Stored records:

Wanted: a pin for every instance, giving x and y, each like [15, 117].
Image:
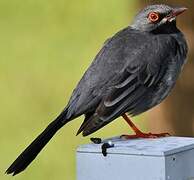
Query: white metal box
[169, 158]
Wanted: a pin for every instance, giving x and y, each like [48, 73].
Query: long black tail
[30, 153]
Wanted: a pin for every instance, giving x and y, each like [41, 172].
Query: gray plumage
[133, 72]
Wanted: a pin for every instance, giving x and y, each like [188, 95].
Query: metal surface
[170, 158]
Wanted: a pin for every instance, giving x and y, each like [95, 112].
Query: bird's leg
[139, 133]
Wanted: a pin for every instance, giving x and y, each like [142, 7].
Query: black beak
[178, 11]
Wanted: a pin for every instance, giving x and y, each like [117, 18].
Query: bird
[134, 71]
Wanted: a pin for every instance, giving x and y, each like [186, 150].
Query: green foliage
[45, 48]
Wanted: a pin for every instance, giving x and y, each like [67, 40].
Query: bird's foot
[145, 135]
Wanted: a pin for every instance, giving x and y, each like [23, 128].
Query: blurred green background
[45, 47]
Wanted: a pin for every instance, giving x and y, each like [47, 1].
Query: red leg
[138, 133]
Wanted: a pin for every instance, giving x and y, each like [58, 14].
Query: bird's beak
[175, 13]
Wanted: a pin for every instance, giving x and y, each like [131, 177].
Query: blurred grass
[45, 48]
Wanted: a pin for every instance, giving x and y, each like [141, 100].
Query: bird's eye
[153, 17]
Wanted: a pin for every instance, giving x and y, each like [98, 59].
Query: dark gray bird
[133, 72]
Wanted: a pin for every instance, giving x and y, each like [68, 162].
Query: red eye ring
[153, 17]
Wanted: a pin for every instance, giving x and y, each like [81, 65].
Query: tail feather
[30, 153]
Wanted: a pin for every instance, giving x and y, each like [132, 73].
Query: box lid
[148, 147]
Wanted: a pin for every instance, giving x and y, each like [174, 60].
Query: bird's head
[156, 16]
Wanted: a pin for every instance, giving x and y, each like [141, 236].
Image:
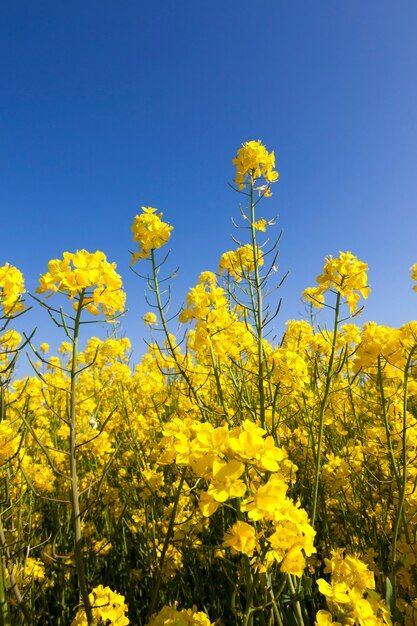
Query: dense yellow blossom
[12, 288]
[344, 274]
[254, 161]
[149, 232]
[170, 616]
[108, 608]
[89, 273]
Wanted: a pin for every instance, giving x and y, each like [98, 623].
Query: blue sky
[107, 106]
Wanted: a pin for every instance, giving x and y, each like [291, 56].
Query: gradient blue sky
[106, 106]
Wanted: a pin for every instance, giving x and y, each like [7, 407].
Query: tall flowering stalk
[12, 289]
[346, 277]
[255, 171]
[93, 285]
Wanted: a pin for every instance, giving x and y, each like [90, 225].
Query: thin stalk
[259, 308]
[155, 590]
[323, 406]
[403, 481]
[75, 494]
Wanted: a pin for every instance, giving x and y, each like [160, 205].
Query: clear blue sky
[106, 106]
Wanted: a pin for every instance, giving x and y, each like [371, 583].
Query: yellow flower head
[12, 288]
[171, 616]
[149, 232]
[241, 538]
[254, 161]
[150, 318]
[240, 262]
[345, 274]
[413, 270]
[89, 273]
[108, 608]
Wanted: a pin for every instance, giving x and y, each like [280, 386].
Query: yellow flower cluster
[196, 466]
[12, 288]
[9, 439]
[351, 596]
[240, 262]
[150, 318]
[149, 232]
[86, 273]
[253, 161]
[171, 616]
[31, 570]
[345, 275]
[108, 608]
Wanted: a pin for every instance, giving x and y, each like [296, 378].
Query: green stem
[155, 590]
[323, 406]
[259, 308]
[75, 494]
[403, 481]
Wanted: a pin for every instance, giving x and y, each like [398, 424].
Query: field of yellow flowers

The task: Write out all the entries exactly, except for the pictures.

Output:
Wanted: a pin for every instance, giving x and y, each like [15, 117].
Image:
Query: white metal box
[169, 158]
Wanted: a pin for every instance, giving x and y, each like [48, 73].
Query: long black tail
[30, 153]
Wanted: a pin for every instance, giving x and y, each like [41, 172].
Query: gray plumage
[133, 72]
Wanted: a pin for every instance, giving x and y, each like [188, 95].
Query: metal surface
[170, 158]
Wanted: a pin for every instance, giving x and y, each like [95, 112].
Query: bird's leg
[139, 133]
Wanted: a pin for every instance, giving x and y, each like [142, 7].
Query: black beak
[178, 11]
Wanted: a pin for every instance, giving x and y, each like [117, 18].
Query: bird
[134, 71]
Wanted: a pin for every instance, giving x and y, each like [186, 150].
Query: green foliage
[45, 48]
Wanted: a pin for every instance, giving x and y, each like [67, 40].
Query: bird's foot
[145, 135]
Wanted: a pin for every instance, giving x and y, each like [23, 128].
Query: blurred green background
[45, 47]
Wanted: a pin for every instance, giving x and y, each like [47, 1].
Query: red leg
[138, 133]
Wanted: a pin for every instance, giving x and y, each like [58, 14].
Query: bird's beak
[175, 13]
Wanted: a pin for every instance, giving x and y, each like [131, 177].
Query: blurred grass
[45, 48]
Wanted: a pin for every instance, giving x and y, each like [141, 100].
Query: bird's eye
[153, 17]
Wanted: a pin for every instance, giving x and y, each like [98, 59].
Query: dark gray bird
[133, 72]
Wanted: a pin for every instance, giving x and y, each like [68, 162].
Query: red eye ring
[153, 17]
Wanted: a pin for every instance, giving x and y, each like [81, 65].
Query: tail feather
[30, 153]
Wanted: a pin for every instance, giving x and y, each like [132, 73].
Query: box lid
[148, 147]
Wanted: a pin for every instance, giving x and y, each like [174, 60].
Query: bird's head
[156, 16]
Wanted: a pin for every instance, giving x and y, each like [141, 236].
Image:
Query: dense yellow blossom
[12, 288]
[344, 274]
[254, 161]
[149, 232]
[170, 616]
[108, 608]
[89, 273]
Wanted: a pin for every instance, giving x and y, each like [98, 623].
Query: blue sky
[107, 106]
Wanted: a pin for every instance, giving x and y, each like [291, 56].
Query: gradient blue sky
[106, 106]
Wanted: a pin for every instance, giving x and y, each like [7, 407].
Query: tall flowering stalk
[12, 289]
[346, 277]
[255, 171]
[93, 285]
Wanted: a pin for every instance, giving x and y, each like [90, 225].
Query: thin stalk
[259, 308]
[155, 590]
[323, 406]
[403, 481]
[75, 494]
Wanted: a pin for every instance, giving x and y, each like [160, 205].
Query: clear blue sky
[106, 106]
Wanted: a pin for every instance, giving x and y, each like [371, 583].
Query: yellow flower head
[12, 288]
[171, 616]
[149, 232]
[241, 538]
[254, 161]
[150, 318]
[240, 262]
[345, 274]
[413, 270]
[89, 273]
[108, 608]
Wanted: a pin for every instance, giving x and y, each like [280, 386].
Query: yellow flower cluster
[196, 466]
[12, 288]
[9, 439]
[351, 596]
[240, 262]
[150, 318]
[149, 232]
[86, 273]
[253, 161]
[171, 616]
[31, 570]
[345, 275]
[108, 608]
Wanted: a pin for every instance, giving x and y, each like [296, 378].
Query: green stem
[155, 590]
[323, 406]
[259, 308]
[75, 494]
[403, 481]
Wanted: a pin for every instance, giving x and y, each like [398, 424].
Query: field of yellow flowers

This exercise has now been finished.